- _Annotationsdaten zur Objektlokalisierung_:
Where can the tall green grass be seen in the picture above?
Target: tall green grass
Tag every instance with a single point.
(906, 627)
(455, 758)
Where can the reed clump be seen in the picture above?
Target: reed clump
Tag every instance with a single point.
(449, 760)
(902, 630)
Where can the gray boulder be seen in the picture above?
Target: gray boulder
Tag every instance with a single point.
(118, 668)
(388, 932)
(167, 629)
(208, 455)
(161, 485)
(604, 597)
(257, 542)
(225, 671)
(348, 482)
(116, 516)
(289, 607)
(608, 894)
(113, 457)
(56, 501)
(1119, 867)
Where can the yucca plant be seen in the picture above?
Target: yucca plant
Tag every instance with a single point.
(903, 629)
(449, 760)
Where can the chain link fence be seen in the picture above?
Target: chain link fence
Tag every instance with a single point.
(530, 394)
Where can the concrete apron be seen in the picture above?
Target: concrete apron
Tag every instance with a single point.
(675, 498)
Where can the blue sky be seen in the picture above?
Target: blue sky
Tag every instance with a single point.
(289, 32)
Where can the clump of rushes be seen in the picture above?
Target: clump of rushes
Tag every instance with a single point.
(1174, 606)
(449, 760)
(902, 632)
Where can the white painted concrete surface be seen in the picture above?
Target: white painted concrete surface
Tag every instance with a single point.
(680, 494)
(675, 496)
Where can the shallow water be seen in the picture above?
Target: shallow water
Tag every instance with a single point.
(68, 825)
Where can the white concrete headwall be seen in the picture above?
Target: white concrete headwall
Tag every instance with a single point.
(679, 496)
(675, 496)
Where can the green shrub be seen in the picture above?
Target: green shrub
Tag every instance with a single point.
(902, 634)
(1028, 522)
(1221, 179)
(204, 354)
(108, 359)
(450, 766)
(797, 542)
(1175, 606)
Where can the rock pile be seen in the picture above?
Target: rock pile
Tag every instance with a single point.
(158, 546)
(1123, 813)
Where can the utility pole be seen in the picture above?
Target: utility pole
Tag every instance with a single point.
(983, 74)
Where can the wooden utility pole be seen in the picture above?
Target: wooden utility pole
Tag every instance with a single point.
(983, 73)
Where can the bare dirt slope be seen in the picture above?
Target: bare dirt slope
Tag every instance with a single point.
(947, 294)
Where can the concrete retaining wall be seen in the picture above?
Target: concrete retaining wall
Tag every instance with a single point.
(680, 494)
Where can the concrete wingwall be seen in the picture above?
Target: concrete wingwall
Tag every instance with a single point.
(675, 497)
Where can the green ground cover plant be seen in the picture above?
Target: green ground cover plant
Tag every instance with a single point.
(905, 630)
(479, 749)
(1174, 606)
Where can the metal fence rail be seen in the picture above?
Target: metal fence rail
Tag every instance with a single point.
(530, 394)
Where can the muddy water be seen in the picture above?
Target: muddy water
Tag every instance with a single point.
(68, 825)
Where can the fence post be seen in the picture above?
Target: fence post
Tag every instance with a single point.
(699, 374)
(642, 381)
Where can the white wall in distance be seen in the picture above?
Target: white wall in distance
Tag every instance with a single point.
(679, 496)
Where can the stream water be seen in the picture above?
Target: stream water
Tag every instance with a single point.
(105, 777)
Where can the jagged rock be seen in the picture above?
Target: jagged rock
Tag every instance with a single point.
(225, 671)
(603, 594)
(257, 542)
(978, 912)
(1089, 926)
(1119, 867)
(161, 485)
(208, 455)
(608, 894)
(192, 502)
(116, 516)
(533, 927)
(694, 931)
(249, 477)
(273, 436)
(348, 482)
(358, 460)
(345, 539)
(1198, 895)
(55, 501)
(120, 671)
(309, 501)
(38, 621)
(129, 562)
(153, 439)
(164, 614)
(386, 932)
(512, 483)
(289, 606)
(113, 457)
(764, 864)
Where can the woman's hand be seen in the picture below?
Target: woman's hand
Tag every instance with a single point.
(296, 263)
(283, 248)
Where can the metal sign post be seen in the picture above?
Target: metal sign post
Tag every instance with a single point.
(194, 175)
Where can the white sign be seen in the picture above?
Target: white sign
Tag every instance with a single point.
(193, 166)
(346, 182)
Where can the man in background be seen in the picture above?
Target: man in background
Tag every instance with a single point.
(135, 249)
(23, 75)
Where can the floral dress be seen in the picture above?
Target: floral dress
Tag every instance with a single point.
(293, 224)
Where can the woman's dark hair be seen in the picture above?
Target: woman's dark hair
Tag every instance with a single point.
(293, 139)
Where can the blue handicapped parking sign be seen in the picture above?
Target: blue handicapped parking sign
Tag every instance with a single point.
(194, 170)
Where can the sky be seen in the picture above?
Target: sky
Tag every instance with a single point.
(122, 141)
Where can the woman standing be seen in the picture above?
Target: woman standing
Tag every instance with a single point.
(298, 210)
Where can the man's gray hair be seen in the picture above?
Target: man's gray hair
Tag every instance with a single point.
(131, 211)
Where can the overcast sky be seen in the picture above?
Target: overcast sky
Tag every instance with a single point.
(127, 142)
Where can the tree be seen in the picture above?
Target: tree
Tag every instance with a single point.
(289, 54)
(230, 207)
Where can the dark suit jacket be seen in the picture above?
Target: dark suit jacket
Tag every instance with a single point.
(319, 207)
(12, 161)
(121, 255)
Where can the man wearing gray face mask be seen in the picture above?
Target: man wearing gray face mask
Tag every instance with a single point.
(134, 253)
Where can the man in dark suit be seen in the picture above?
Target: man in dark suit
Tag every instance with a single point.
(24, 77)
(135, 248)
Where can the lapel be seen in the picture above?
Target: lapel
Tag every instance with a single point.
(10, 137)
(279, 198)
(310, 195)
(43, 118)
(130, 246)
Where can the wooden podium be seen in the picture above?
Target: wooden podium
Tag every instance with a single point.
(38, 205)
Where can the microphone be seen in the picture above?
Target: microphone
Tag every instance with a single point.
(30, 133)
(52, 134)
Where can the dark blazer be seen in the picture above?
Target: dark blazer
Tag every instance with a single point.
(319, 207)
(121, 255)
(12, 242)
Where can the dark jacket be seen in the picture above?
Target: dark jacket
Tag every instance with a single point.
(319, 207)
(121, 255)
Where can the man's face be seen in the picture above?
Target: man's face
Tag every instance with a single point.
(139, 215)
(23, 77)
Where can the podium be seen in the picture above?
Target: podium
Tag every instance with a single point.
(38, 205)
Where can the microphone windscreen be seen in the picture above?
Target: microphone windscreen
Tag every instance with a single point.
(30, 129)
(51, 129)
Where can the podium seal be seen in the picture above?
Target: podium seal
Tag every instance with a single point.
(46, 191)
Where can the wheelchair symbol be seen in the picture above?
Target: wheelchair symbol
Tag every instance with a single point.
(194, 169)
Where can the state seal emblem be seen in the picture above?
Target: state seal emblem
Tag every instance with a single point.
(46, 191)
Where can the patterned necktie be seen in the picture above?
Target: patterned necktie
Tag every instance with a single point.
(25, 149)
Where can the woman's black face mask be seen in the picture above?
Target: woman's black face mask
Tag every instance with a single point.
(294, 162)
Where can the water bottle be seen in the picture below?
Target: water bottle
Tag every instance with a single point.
---
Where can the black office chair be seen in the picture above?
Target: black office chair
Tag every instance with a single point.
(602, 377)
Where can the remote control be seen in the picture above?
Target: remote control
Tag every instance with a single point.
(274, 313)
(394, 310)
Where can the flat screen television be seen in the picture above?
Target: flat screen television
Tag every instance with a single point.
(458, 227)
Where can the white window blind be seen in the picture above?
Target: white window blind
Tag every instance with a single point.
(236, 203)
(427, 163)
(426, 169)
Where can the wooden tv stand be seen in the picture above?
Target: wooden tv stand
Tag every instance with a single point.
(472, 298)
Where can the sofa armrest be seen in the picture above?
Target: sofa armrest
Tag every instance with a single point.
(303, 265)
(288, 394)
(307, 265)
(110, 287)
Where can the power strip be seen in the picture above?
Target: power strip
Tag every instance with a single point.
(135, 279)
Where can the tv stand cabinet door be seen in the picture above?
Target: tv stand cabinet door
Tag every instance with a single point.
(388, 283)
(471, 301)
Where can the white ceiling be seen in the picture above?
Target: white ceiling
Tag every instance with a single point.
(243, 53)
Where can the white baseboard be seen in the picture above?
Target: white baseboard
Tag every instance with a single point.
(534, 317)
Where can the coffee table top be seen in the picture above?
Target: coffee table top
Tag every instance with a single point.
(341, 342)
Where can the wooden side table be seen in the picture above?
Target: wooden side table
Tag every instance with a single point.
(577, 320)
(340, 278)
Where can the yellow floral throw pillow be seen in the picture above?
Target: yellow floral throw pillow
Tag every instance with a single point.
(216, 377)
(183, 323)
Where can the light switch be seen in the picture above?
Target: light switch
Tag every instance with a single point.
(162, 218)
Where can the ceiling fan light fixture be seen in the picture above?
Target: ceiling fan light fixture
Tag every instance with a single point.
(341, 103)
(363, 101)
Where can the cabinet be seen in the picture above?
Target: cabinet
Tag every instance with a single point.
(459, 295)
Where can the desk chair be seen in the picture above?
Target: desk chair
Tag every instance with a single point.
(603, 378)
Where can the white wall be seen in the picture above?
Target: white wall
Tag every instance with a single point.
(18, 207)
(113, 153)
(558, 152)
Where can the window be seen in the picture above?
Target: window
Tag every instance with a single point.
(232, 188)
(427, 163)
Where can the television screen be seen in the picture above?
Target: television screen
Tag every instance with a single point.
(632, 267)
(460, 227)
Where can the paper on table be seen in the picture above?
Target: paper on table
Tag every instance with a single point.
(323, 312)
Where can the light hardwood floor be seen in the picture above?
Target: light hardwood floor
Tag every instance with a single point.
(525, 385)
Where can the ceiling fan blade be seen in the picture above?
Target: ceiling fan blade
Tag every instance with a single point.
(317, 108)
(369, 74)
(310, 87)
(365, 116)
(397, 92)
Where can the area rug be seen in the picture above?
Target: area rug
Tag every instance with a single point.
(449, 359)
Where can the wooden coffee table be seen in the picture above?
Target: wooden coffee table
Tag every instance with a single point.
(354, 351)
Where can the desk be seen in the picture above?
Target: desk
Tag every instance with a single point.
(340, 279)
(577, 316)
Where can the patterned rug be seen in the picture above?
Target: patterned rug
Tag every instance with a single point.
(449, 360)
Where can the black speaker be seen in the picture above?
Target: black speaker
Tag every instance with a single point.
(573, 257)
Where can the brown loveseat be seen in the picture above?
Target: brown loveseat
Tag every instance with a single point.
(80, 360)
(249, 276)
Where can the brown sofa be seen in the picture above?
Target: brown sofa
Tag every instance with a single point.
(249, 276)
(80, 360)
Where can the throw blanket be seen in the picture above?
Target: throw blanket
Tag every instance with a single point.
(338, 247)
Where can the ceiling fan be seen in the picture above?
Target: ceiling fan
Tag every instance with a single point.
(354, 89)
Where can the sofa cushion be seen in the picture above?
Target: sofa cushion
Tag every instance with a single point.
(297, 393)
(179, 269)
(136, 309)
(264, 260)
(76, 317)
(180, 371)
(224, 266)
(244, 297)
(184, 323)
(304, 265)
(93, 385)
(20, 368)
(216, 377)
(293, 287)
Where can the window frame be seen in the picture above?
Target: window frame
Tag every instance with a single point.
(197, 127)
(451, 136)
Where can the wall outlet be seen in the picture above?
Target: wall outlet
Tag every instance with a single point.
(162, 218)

- _DEINE AUFGABE_:
Gib alle Zeilen der obigen Datensätze an, die das Wort „brown“ enthalten.

- _LÖSUNG DER AUFGABE_:
Where can the brown loveseat be seen in the picture above?
Target: brown loveseat
Where can the brown sofa be seen in the picture above?
Target: brown sofa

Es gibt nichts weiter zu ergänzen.